**Exercise description**. Please rewrite the listing below as a JSON list of strings, one string per line, with blank lines and the picture left out.

**Given data**.
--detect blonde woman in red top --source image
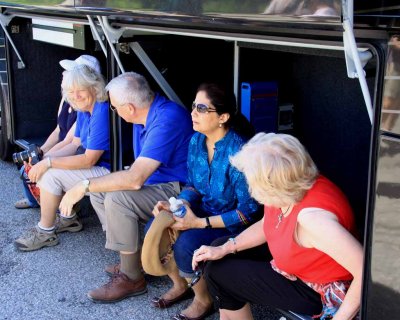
[193,133,363,320]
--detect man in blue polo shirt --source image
[60,72,193,303]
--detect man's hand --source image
[59,182,85,217]
[28,159,49,182]
[171,204,201,230]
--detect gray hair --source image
[61,65,108,101]
[106,72,154,108]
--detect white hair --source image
[106,72,154,108]
[61,65,108,101]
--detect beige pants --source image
[37,166,110,196]
[90,182,180,252]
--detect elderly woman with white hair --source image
[15,59,110,251]
[193,133,363,320]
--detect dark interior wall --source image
[240,48,371,232]
[292,55,371,231]
[10,19,105,141]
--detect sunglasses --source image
[188,261,204,288]
[192,101,217,113]
[110,103,126,112]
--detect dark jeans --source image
[204,237,322,315]
[145,219,232,278]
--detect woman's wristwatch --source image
[205,217,212,229]
[82,179,90,193]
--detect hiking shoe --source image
[14,226,58,251]
[87,271,147,303]
[104,263,121,277]
[56,215,83,233]
[14,198,36,209]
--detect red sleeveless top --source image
[264,176,356,283]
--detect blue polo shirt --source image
[75,101,110,170]
[133,94,193,185]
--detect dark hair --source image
[197,83,255,140]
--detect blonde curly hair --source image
[230,133,318,207]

**The answer**.
[
  "--detect blonde woman in red top --source image",
  "[193,133,363,320]",
  "--detect man in blue polo shirt --source image",
  "[60,72,193,303]",
  "--detect man's hand --source image",
  "[59,182,85,217]",
  "[28,159,49,182]",
  "[171,204,201,230]",
  "--detect gray hair --source image",
  "[61,65,108,101]",
  "[106,72,154,108]",
  "--detect white hair --source image",
  "[106,72,154,108]",
  "[61,65,108,101]",
  "--detect beige pants --source image",
  "[37,166,110,196]",
  "[90,182,180,252]",
  "--detect elderly woman with white hair --source image",
  "[15,59,110,251]",
  "[193,133,363,320]",
  "--detect dark interior wall --source image",
  "[240,48,371,232]",
  "[292,55,371,231]",
  "[10,19,105,141]",
  "--detect sunglasses --source image",
  "[188,261,204,288]",
  "[192,101,217,113]",
  "[110,103,126,112]",
  "--detect dark jeans --source image",
  "[204,237,322,315]",
  "[145,219,232,278]",
  "--detect woman's wristwatch --source image",
  "[205,217,212,229]",
  "[82,179,90,193]",
  "--detect hiking shoe --source image",
  "[14,226,58,251]",
  "[87,271,147,303]",
  "[104,263,121,277]",
  "[56,215,83,233]",
  "[14,198,36,209]",
  "--detect red sleeveless top --source image",
  "[264,176,356,283]",
  "--detect blue polo shirt --source image",
  "[75,101,110,170]",
  "[133,94,193,185]",
  "--detect dark hair --source image",
  "[197,83,255,140]",
  "--detect blonde curly hair --source image",
  "[230,133,318,207]"
]